## PROBLEM REQUIREMENTS
Copy the earnings call transcript word for word, from "Our gross profit" up to and including "pressure on margin.".

## SOURCE TEXT
** Start **

We now offer more than 2,000 items on line, including many great seasonal items.
For example, our Spring Fling category is providing an opportunity to showcase events such as luau, spring toys, spring flowers, and gardening supplies.
We have a huge potential to serve more customers, expand the brand, and increase sales and profits through Dollar Tree Direct, and I'm pleased with our progress here.
Now, I would like to turn the call over to Kevin, who will give you more detail on our financial metrics and provide guidance.
Kevin?
Kevin Wampler - CFO
Thanks, Bob.
As Bob mentioned, our diluted earnings per share increased 34.4% in the first quarter to $0.82.
The increase resulted from our strong sales, along with expense controls, which resulted in a 100 basis point improvement in operating profit margin compared to the first quarter last year.
Our gross profit margin was 35% during the first quarter compared with 35.2% in the first quarter last year, excluding the charge related to the change in inventory accounting.
Several factors contributed to this performance.
Freight costs were significantly higher than last year, reflecting higher rates for ocean freight and diesel prices that were more than $0.90 per gallon above the same period last year.
The freight increase was offset by improvements in IMU, reflecting continued improvements in sourcing.
Also, our product mix continues to shift, which creates some additional pressure on margin.
Basic consumable products increased by about 100 basis points as a percentage of our mix in the first quarter.

** End **

## RAW DATA
** Start **

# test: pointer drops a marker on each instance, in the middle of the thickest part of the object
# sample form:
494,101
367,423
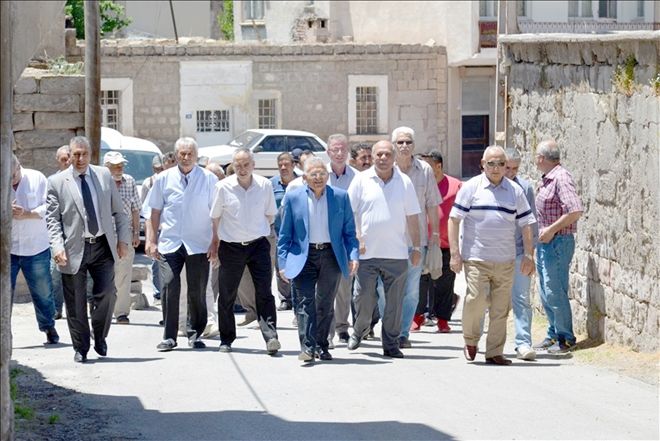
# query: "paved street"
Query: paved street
431,394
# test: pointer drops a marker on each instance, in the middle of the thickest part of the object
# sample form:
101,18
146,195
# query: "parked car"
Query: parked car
138,152
266,145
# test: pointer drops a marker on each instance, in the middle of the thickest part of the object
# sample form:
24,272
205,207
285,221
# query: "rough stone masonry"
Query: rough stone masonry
575,88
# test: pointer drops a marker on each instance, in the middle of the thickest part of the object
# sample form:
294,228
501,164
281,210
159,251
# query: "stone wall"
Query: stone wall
564,87
48,111
312,80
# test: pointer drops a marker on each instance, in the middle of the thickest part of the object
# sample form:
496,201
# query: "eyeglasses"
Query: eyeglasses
496,163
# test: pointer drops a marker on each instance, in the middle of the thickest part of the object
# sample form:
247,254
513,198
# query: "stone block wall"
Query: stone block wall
48,111
312,79
563,87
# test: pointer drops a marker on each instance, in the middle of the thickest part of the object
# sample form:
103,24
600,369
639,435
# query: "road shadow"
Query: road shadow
83,416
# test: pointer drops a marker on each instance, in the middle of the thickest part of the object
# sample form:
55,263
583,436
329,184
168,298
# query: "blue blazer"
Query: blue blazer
293,241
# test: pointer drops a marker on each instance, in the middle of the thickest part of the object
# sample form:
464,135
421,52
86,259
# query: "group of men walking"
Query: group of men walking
351,238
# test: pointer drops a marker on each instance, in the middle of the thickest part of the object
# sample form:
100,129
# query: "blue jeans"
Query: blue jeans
36,270
522,310
553,262
411,295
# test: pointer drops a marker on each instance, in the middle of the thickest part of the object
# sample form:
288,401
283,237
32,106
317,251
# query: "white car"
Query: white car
266,145
138,152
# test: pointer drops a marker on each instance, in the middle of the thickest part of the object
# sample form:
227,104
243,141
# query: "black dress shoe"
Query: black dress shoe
325,355
393,353
52,338
101,348
498,360
353,342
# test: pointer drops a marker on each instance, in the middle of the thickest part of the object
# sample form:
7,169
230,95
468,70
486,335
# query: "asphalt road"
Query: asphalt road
431,394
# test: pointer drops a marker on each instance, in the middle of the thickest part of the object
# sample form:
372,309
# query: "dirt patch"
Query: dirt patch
44,411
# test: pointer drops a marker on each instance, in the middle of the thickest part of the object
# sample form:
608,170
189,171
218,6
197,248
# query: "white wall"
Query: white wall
153,18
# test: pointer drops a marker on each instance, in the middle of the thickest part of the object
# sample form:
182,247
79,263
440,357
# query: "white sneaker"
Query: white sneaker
526,353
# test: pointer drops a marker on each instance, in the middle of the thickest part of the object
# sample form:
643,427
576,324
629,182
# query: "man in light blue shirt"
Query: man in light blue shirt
180,202
490,206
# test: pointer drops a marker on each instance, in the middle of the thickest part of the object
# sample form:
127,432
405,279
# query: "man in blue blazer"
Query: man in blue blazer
317,245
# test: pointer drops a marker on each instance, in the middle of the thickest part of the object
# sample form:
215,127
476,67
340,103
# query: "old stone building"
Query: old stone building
598,95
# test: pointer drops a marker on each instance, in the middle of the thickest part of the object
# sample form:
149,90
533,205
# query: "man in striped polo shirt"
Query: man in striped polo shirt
491,206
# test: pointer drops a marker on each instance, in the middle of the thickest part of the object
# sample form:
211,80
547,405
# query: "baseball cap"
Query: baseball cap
114,158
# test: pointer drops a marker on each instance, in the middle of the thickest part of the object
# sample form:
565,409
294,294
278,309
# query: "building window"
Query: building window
110,109
366,110
580,8
267,114
253,10
487,8
607,8
212,120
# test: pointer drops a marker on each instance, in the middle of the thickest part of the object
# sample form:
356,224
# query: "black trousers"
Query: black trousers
438,293
233,259
197,275
98,260
316,287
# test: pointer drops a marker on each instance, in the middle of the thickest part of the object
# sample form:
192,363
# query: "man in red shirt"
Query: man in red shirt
440,292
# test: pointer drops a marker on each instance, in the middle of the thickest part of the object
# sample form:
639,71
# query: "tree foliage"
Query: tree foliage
226,20
113,17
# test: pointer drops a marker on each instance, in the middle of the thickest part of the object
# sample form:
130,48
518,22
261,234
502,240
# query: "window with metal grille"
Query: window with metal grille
213,120
253,10
267,114
110,109
366,110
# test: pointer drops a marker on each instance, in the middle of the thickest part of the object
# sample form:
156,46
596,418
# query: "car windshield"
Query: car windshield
246,139
139,163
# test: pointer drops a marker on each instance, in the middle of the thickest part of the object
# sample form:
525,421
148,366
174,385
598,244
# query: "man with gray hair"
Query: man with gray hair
558,208
82,203
428,197
522,309
181,234
491,206
244,208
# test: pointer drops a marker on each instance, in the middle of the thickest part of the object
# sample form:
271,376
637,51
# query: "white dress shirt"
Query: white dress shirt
244,214
380,211
184,209
29,237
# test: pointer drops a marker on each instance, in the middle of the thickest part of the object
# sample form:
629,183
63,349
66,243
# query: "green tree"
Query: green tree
113,17
226,20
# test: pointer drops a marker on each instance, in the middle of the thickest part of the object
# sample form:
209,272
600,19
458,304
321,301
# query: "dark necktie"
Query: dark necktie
92,224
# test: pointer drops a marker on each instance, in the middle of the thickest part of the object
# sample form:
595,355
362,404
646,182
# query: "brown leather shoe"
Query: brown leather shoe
498,360
470,352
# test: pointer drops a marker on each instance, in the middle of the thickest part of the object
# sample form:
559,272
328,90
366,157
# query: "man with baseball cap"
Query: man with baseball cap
115,161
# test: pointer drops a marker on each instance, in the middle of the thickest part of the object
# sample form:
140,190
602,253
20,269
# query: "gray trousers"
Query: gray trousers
394,273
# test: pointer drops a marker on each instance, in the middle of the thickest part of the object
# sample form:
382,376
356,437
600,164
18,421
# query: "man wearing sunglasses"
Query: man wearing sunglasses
491,206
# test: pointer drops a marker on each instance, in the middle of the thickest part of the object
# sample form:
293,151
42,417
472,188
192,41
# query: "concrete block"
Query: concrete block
59,120
43,138
46,103
22,121
26,85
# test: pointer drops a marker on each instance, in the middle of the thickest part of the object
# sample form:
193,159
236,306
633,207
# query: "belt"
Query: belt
94,239
248,242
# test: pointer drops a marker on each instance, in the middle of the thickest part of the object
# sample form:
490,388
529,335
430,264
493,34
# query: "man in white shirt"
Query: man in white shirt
181,234
384,202
244,206
30,249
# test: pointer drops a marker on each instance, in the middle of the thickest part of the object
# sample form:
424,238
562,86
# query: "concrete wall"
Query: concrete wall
563,87
48,112
310,79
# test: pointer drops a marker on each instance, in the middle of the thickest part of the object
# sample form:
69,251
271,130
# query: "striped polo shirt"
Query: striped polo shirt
490,214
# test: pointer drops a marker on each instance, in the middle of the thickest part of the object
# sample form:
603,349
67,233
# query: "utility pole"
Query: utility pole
93,78
6,135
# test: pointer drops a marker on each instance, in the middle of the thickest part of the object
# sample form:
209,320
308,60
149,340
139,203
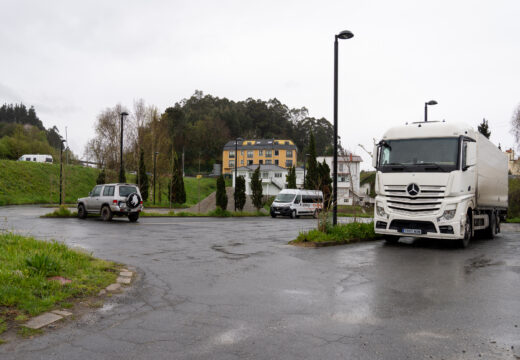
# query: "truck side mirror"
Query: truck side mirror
471,154
374,156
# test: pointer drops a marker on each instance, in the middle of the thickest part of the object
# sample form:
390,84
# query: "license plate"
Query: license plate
412,231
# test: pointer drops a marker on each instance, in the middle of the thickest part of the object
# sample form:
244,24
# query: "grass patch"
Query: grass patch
341,234
26,264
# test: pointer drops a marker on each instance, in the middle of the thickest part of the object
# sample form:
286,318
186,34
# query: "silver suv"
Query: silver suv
112,199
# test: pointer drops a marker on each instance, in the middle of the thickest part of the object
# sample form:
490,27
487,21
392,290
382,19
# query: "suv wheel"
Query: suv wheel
106,213
82,212
133,217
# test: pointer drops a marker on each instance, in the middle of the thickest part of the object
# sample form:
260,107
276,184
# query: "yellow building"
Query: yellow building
258,152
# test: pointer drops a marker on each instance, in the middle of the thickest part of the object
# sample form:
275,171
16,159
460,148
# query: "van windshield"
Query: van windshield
284,197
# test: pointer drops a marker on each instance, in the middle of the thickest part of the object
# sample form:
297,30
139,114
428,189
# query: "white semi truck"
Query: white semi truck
438,180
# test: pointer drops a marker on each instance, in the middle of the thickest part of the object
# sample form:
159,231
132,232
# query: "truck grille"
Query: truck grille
427,201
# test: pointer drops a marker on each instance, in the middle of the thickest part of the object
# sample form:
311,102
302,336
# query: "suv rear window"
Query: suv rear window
126,190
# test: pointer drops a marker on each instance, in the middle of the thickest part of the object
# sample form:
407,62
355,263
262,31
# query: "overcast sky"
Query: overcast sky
72,59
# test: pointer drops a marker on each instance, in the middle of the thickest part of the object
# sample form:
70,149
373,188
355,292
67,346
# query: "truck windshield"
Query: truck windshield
284,197
419,155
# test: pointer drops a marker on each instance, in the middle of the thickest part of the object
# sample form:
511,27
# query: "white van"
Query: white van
294,202
36,158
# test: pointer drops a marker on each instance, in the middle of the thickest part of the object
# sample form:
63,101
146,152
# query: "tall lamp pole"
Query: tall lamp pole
121,169
154,173
431,102
61,171
235,180
345,34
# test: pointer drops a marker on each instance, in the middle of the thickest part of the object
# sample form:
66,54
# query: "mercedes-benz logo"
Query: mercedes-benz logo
413,189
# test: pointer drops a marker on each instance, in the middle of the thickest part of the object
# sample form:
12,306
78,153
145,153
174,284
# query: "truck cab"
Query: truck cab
438,180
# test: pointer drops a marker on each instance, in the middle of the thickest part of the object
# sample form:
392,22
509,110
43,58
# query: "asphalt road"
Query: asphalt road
232,289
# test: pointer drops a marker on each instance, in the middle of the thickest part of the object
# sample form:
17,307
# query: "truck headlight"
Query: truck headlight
380,210
447,215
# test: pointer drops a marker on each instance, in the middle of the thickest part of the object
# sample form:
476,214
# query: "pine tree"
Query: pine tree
291,178
143,178
101,179
221,193
312,177
483,128
177,193
240,193
256,189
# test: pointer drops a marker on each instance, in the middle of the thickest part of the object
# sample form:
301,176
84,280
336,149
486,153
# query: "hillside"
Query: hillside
38,183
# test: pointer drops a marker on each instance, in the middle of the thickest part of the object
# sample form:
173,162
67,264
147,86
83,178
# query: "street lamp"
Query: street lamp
154,174
61,169
235,180
344,35
304,166
121,169
431,102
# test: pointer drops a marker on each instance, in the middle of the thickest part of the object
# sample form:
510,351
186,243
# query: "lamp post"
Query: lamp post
304,166
431,102
121,169
61,170
154,173
235,180
345,34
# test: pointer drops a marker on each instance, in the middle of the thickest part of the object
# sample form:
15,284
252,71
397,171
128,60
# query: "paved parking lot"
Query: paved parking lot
232,289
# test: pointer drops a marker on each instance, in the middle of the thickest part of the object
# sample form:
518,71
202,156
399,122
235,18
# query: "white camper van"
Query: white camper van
294,202
439,180
36,158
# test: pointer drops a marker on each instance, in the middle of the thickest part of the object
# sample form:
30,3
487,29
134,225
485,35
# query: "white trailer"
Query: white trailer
439,180
36,158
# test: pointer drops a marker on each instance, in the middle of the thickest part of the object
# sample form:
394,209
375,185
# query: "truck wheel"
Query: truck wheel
391,239
467,233
82,213
133,217
106,213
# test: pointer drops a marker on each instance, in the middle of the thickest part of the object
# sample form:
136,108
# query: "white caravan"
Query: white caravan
36,158
438,180
294,202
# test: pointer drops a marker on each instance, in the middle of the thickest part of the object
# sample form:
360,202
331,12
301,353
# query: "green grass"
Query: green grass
342,233
38,183
25,265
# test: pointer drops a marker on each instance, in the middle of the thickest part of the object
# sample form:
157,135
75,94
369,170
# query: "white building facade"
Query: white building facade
348,168
274,178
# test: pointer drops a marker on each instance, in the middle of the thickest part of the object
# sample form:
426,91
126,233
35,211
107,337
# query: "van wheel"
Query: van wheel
133,217
463,243
82,213
106,213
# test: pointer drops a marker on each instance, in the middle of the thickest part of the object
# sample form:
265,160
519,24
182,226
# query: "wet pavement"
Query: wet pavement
231,289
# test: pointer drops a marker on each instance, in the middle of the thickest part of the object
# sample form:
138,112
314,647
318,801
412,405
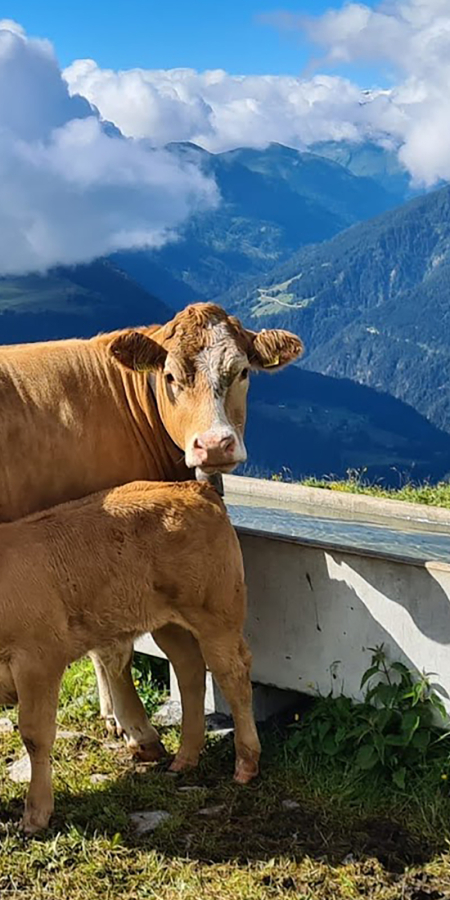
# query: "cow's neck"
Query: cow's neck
163,460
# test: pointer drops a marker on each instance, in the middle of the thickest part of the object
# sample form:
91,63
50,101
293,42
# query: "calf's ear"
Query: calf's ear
134,350
273,349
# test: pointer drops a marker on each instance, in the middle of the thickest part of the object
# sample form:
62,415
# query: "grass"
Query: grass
428,494
351,835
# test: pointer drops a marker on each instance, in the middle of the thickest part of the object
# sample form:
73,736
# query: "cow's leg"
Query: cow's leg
37,691
104,693
229,659
184,653
142,739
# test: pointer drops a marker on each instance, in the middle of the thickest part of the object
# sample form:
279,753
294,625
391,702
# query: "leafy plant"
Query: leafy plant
394,729
151,680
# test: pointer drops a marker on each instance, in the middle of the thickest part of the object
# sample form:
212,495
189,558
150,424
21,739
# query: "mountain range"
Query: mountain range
372,304
273,202
323,245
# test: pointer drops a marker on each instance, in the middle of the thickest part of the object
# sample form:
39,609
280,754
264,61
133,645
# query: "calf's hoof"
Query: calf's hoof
34,820
246,770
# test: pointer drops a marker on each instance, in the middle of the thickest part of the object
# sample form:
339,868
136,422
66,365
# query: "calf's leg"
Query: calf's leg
229,659
37,691
142,739
104,693
184,653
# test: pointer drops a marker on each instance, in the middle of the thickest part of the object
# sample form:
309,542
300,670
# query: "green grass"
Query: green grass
428,494
352,835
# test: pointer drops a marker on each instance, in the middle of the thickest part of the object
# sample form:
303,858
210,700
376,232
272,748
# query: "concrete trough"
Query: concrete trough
329,577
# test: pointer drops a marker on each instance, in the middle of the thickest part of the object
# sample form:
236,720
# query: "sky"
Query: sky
92,94
199,34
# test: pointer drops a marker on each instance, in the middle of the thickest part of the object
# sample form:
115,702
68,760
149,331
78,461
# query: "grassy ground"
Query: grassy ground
429,494
351,835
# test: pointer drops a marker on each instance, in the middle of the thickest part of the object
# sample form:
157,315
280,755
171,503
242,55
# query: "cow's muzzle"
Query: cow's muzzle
215,451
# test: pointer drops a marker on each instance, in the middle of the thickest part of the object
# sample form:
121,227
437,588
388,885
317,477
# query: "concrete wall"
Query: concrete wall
314,614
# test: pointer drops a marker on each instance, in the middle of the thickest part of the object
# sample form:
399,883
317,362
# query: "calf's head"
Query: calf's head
198,368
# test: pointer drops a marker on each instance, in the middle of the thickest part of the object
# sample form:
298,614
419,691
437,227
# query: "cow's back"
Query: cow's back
66,429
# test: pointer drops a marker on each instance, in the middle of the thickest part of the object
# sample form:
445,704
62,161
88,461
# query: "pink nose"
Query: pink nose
210,449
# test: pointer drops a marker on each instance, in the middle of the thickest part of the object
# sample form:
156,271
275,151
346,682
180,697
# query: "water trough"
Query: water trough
329,576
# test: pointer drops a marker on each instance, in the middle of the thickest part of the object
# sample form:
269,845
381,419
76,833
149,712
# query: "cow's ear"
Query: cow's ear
136,351
273,349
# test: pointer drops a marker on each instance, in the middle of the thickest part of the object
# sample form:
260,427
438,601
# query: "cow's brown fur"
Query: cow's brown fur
79,416
96,572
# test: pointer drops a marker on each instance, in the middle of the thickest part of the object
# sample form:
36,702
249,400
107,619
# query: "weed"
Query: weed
394,730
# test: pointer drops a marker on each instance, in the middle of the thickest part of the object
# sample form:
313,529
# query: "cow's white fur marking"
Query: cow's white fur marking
222,361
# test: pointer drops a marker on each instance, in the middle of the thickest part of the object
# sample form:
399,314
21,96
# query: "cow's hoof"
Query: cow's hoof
152,752
245,771
112,726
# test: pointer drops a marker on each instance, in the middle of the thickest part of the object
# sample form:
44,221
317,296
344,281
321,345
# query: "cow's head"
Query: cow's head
198,367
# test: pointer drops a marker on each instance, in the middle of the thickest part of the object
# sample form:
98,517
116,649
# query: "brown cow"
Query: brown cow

** End **

## TASK OUTPUT
Our gross profit margin was 35% during the first quarter compared with 35.2% in the first quarter last year, excluding the charge related to the change in inventory accounting.
Several factors contributed to this performance.
Freight costs were significantly higher than last year, reflecting higher rates for ocean freight and diesel prices that were more than $0.90 per gallon above the same period last year.
The freight increase was offset by improvements in IMU, reflecting continued improvements in sourcing.
Also, our product mix continues to shift, which creates some additional pressure on margin.